> SELECTED EXTRACT:
* * *

Sunak suffers poll blow as levelling-up
cash-for-votes row erupts
New poll
gives Labour its biggest lead since Liz Truss meltdown as ‘Tory towns’ gain
most from new funds
Jon
Ungoed-Thomas and Toby Helm
Sat 1 Jun
2024 19.51 BST
The Tory
general election campaign hit more trouble on Saturday as Rishi Sunak faced
accusations of using levelling up funds to win votes and Labour opened its
biggest poll lead since the disastrous premiership of Liz Truss.
As Sunak
tried to fire up his party’s campaign before the first crucial TV debate with
Keir Starmer on Tuesday, it emerged that more than half of the 30 towns each
promised £20m of regeneration funding on Saturday were in constituencies won by
Tory MPs at the last election.
Some 17 of
the £20m pots went to towns in areas won by the Conservatives in 2019, although
two of those were no longer held by Conservative MPs when the general election
was called.
Just eight
awards were made to towns in Labour seats, although many of the party’s
strongholds tend to be in more deprived areas in need of levelling up money.

* * *

> DATA SECTION:
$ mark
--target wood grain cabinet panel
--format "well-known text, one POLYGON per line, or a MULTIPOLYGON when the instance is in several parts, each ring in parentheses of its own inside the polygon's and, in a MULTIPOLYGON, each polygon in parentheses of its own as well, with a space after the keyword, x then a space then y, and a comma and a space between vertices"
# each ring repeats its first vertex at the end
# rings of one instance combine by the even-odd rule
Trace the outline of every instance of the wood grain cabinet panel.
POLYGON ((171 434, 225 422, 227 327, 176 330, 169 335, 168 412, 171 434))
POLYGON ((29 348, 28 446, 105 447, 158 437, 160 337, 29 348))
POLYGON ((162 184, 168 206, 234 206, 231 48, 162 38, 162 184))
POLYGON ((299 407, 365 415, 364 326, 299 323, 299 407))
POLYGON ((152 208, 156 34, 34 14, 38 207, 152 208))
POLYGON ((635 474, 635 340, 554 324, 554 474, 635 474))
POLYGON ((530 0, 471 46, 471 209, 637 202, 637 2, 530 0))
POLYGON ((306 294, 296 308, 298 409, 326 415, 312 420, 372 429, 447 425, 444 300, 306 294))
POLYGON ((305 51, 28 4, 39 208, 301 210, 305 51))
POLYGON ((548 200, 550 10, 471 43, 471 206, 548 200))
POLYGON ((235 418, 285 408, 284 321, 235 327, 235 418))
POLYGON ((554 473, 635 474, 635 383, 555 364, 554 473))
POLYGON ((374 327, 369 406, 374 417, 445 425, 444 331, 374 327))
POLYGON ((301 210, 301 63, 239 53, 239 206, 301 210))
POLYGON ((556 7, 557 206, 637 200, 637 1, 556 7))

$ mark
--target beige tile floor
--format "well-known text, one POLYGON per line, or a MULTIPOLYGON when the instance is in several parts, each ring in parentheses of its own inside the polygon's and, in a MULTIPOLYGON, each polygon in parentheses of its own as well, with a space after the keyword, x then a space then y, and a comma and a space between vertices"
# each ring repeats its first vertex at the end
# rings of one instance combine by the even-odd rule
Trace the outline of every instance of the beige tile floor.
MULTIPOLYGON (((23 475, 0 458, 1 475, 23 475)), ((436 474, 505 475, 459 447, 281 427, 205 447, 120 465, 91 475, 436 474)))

* * *

> WORK TO DO:
**1.** In the news article on the levelling-up row, quote the passage starting with "Sunak suffers poll" and going on through "of Liz Truss.".
**2.** According to the news article on the levelling-up row, how many awards went to towns in Labour seats?
**3.** Rewrite the paragraph of the news article on the levelling-up row that begins "As Sunak tried to fire up his party's campaign" more briefly, keeping its main facts.

> SET OF ANSWERS:
**1.**
Sunak suffers poll blow as levelling-up
cash-for-votes row erupts
New poll
gives Labour its biggest lead since Liz Truss meltdown as ‘Tory towns’ gain
most from new funds
Jon
Ungoed-Thomas and Toby Helm
Sat 1 Jun
2024 19.51 BST
The Tory
general election campaign hit more trouble on Saturday as Rishi Sunak faced
accusations of using levelling up funds to win votes and Labour opened its
biggest poll lead since the disastrous premiership of Liz Truss.

**2.** Eight awards were made to towns in Labour seats.

**3.** Before Sunak's first crucial TV debate with Keir Starmer on Tuesday, it emerged that more than half of the 30 towns each promised £20m in regeneration funding on Saturday were in constituencies Tory MPs won at the last election.